* **TEXTO FORNECIDO**:
Bolo, gatos e perdão


O gato segue dormindo todos os dias entre o lençol da cama e o edredon, como se houvesse decretado o inverno, mesmo que lá fora faça quase 30°C. No verão ele deita sobre a coberta, às vezes com as quatro patas viradas para cima, parecendo um esquilo morto com aquele rabo peludo. Um tanto aflitivo, confesso. Há uma exceção, ele gosta de vir pedir colo quando me vê trabalhando no computador. Aí, mia e mia. A gata dorme no sofá o dia todo, às vezes, quando sento ao lado, esfrega a cabeça em mim, meio que exigindo carinho.
Os dias seguem quase iguais no isolamento, o que faz com que pequenas variações importem. Hoje entrei no banheiro para tomar banho e tudo cheirava a bolo. Um bolo, bolo, daqueles sem nenhum sabor especial além do da mistura de farinha, açúcar, ovos, alguma gordura e leite. O perfume entrou pela janela da área de serviço vindo de algum vizinho e invadiu tudo. Quase corri para colocar os ingredientes na lista de compras do mercado, só não fiz isso porque sei que o comeria em dois dias, no máximo, e me sentiria mal depois. Bolo quente é a comida mais afeto que conheço, talvez o substituto alimentar do abraço.
Outra variação do dia foi uma longa conversa por telefone daquelas em que a gente faz retrospectiva parcial da vida com uma amiga e se lembra de coisas boas, mas também de antigas dores. Algumas coisas voltam, como pequenos fantasmas, não mais assustadores, mas ainda causando pequenos sobressaltos nos cômodos mais desertos da casa.
Tento transferir para outras áreas da vida o que senti quando começou o isolamento. Explico. Meus dias de preocupação maior por conta do transplante haviam terminado há pouco tempo. A única coisa diferente que consegui fazer foi ir à praia por uns dias. Belos, quentes, de mar limpo e transparente. E acabou, voltei para dentro de casa, num isolamento tão rígido como só em alguns momentos no hospital. O primeiro sentimento foi de perseguição, como se a pandemia tivesse vindo para me sacanear. Claro que esse ataque infantil durou alguns minutos e a realidade do mundo voltou. Não, aquele furacão que destruiu sua casa não tinha ódio de você. Não há desejos em tempestades e vírus, eles apenas são.
Talvez seja assim com algumas mágoas também. Sei que em alguns casos dos que mais doeram, a pessoa não conseguiria agir de outra maneira, era o escorpião sendo escorpião e picando o sapo no meio do rio. Se afogando em seguida, sabemos, mas picar é da natureza do bicho. Quanto mais o tempo passa, mais as ideias de racionalidade e consciência humanas me parecem superestimadas.
Fim do dia, ouço o poema de domingo no instagram da Rita von Hunty. Guilherme lê um William Carlos Willians. Por causa da história que envolve o poema, ele fala sobre a etimologia da palavra perdão, sobre a partícula per, presente em pernoitar, passar toda a noite em algum lugar; perfurar, atravessar algo de ponta a ponta; perdoar, se dar inteiramente mais uma vez. Descubro que em algumas histórias sou péssima de perdão. Ainda há o que aprender nesses tempos estranhos.

[Dados armazenados]

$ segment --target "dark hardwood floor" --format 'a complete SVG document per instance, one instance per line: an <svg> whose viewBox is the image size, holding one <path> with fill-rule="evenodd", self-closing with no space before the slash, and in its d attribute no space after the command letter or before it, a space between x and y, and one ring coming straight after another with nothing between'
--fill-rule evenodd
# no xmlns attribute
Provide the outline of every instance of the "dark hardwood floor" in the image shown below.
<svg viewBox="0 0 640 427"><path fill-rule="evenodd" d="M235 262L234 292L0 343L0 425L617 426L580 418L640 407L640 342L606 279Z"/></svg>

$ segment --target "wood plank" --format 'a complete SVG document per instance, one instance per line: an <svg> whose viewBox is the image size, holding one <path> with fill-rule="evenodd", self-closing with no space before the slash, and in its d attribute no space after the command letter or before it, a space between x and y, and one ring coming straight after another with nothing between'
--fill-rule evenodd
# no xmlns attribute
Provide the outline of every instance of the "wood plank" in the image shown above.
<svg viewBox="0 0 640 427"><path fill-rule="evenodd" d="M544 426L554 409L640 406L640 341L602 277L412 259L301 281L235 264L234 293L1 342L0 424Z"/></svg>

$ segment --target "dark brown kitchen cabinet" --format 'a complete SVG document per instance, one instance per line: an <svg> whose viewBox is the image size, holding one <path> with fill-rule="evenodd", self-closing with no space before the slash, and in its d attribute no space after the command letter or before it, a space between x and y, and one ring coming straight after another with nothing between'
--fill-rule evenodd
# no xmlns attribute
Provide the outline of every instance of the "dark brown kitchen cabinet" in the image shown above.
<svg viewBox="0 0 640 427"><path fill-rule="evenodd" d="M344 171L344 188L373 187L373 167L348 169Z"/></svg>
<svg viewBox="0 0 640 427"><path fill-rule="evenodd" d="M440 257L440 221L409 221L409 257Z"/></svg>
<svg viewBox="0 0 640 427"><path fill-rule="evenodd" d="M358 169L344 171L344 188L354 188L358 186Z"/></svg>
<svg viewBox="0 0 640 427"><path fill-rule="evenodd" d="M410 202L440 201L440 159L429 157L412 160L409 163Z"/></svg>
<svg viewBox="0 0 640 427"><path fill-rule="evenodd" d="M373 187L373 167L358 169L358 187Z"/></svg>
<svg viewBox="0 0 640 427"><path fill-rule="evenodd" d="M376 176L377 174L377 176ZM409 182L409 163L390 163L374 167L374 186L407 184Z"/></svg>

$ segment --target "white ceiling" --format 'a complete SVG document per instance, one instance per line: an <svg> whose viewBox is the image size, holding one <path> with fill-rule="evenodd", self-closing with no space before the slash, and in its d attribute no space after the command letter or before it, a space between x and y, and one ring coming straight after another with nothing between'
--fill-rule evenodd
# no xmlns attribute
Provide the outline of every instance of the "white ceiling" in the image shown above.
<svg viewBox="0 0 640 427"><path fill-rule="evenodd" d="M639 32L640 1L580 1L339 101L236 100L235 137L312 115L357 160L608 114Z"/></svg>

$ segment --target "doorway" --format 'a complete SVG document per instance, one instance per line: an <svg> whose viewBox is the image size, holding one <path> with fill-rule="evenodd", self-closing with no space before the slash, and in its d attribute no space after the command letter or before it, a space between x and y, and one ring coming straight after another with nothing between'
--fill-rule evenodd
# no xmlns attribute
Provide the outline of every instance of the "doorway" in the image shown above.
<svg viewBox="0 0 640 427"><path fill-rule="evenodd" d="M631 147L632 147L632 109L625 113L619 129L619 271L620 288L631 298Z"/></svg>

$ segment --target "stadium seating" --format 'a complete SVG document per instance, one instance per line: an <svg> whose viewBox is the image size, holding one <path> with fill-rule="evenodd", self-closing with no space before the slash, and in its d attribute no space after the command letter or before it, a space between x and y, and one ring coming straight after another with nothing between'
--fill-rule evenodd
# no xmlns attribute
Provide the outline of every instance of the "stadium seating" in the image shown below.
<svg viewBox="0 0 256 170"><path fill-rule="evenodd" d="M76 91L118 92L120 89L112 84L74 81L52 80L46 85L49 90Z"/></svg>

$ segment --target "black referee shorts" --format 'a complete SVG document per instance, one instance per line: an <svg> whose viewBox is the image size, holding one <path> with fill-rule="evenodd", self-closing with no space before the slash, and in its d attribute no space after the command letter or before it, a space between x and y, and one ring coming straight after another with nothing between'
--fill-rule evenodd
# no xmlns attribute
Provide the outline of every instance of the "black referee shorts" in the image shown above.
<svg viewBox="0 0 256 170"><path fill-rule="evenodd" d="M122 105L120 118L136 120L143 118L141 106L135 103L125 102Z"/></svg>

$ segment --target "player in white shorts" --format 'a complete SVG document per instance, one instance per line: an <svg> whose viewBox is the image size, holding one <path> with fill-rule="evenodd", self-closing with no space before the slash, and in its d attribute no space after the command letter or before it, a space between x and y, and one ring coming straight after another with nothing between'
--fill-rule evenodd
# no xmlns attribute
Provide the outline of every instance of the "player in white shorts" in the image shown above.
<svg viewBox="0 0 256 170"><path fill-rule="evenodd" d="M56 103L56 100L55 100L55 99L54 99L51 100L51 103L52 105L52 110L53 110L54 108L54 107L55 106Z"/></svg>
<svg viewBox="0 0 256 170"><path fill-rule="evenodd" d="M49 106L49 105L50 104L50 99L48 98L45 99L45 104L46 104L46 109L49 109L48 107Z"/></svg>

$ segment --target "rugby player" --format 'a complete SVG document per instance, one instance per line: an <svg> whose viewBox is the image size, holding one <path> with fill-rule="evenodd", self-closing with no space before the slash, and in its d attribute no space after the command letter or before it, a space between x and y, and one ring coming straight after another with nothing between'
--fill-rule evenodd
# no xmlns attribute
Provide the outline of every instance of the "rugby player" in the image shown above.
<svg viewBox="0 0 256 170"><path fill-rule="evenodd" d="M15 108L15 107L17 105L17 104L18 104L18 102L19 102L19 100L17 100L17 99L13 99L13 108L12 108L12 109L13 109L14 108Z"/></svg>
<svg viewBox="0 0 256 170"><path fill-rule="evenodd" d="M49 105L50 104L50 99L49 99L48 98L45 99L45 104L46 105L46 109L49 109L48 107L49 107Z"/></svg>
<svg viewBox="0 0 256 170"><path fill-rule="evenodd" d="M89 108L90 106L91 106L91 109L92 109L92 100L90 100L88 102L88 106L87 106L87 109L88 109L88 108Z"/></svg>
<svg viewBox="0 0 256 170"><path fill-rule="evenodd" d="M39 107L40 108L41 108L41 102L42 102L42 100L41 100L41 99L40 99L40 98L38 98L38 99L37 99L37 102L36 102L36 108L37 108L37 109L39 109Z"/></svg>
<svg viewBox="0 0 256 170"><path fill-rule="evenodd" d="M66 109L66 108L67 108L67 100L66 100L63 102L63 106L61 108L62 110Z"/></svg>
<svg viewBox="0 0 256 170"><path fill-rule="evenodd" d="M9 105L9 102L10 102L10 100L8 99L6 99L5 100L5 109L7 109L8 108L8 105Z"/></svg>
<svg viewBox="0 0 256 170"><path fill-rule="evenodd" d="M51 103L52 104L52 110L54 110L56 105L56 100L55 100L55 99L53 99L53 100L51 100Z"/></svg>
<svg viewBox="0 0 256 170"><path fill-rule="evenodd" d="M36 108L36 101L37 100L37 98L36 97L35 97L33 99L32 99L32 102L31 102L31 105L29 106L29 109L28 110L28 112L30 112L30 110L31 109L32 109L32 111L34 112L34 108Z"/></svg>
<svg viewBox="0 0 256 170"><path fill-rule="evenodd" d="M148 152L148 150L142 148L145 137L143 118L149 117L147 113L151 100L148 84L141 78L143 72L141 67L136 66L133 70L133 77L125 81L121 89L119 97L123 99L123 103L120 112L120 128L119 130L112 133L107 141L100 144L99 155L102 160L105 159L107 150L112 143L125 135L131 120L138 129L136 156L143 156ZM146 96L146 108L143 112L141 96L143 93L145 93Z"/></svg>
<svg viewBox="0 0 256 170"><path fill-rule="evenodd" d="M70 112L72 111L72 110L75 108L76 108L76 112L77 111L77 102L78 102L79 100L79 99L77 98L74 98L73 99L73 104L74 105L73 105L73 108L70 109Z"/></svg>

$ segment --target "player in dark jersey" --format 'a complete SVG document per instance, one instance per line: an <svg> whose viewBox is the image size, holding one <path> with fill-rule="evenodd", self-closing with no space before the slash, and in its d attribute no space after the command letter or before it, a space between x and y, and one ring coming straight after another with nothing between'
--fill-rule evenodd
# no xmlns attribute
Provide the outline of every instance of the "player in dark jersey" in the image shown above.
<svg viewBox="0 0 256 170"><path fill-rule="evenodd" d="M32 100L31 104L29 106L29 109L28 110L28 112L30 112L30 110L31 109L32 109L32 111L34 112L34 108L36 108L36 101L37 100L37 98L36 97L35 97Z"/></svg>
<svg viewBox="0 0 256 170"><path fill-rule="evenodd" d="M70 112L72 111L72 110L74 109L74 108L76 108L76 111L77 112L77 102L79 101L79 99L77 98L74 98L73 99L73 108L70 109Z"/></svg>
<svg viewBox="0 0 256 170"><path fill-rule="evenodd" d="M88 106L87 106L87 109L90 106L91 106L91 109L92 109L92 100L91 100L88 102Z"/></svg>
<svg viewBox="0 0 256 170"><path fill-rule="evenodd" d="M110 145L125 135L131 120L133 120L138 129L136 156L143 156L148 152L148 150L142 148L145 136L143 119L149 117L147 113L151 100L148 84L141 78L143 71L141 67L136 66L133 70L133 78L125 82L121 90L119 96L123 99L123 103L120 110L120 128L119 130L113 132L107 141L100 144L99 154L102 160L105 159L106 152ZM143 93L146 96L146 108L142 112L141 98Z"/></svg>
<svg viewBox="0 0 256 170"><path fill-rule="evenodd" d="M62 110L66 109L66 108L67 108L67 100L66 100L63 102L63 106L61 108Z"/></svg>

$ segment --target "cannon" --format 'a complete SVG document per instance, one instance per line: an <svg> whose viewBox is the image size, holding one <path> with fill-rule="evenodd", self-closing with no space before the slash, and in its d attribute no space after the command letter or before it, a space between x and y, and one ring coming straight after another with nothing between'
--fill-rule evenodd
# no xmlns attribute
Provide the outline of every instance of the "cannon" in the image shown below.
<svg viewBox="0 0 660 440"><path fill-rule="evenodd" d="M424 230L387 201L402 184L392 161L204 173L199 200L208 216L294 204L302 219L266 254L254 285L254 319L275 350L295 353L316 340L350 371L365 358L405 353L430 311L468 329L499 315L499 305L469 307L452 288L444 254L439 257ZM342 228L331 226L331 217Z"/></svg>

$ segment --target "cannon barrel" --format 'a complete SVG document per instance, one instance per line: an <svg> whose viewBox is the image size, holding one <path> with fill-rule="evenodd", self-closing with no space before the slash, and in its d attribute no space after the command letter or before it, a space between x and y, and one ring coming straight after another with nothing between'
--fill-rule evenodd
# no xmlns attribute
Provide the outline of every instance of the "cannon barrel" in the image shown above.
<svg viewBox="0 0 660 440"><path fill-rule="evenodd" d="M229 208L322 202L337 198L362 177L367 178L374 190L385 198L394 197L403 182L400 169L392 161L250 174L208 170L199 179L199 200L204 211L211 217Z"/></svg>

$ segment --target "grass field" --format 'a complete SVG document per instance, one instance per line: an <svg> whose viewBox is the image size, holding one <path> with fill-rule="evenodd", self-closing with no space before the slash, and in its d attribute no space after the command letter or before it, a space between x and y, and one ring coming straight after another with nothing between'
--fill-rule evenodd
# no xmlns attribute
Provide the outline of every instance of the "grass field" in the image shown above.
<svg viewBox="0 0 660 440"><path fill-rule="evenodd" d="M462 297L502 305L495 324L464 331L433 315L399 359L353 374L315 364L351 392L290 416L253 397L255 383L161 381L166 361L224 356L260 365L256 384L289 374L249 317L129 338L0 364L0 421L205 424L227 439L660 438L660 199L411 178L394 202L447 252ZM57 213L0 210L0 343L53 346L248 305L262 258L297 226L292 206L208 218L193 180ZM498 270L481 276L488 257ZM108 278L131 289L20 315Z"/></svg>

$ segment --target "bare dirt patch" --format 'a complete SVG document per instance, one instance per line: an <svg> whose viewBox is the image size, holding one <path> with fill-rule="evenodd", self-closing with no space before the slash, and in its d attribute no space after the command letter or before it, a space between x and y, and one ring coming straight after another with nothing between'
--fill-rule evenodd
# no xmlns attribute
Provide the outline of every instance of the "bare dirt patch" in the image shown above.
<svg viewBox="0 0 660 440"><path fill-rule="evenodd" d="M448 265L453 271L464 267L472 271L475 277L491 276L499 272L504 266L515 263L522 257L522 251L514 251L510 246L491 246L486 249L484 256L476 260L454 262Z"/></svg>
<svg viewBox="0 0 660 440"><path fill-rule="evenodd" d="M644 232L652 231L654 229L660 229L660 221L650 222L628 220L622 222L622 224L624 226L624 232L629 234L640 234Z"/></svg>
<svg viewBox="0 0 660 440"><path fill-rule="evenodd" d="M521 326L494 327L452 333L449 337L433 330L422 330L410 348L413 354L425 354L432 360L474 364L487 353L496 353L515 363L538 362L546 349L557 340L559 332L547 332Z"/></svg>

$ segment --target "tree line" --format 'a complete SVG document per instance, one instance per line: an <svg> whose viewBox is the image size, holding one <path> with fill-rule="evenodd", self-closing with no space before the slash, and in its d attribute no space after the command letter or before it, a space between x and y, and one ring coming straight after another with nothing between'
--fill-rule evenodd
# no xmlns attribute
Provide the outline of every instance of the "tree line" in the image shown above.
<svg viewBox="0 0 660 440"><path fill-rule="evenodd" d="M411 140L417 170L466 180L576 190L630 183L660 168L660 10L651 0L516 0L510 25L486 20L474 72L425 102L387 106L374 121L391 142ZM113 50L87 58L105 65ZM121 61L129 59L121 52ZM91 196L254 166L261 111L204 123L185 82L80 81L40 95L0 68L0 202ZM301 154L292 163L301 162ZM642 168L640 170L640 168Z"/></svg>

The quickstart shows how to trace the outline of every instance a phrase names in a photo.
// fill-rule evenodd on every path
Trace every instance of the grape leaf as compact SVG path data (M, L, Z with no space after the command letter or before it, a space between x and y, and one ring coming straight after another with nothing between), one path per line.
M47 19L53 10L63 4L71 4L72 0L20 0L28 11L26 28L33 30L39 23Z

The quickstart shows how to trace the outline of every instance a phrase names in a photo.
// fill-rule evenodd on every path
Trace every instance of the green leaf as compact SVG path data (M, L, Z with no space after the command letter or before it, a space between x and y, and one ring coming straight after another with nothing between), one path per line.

* **TRABALHO PEDIDO**:
Por favor, transcreva sem alterações o trecho do texto sobre bolo, gatos e perdão que vai de "Bolo, gatos e" até "que exigindo carinho.", incluindo essas palavras.

* **RESPOSTA AO EXERCÍCIO**:
Bolo, gatos e perdão


O gato segue dormindo todos os dias entre o lençol da cama e o edredon, como se houvesse decretado o inverno, mesmo que lá fora faça quase 30°C. No verão ele deita sobre a coberta, às vezes com as quatro patas viradas para cima, parecendo um esquilo morto com aquele rabo peludo. Um tanto aflitivo, confesso. Há uma exceção, ele gosta de vir pedir colo quando me vê trabalhando no computador. Aí, mia e mia. A gata dorme no sofá o dia todo, às vezes, quando sento ao lado, esfrega a cabeça em mim, meio que exigindo carinho.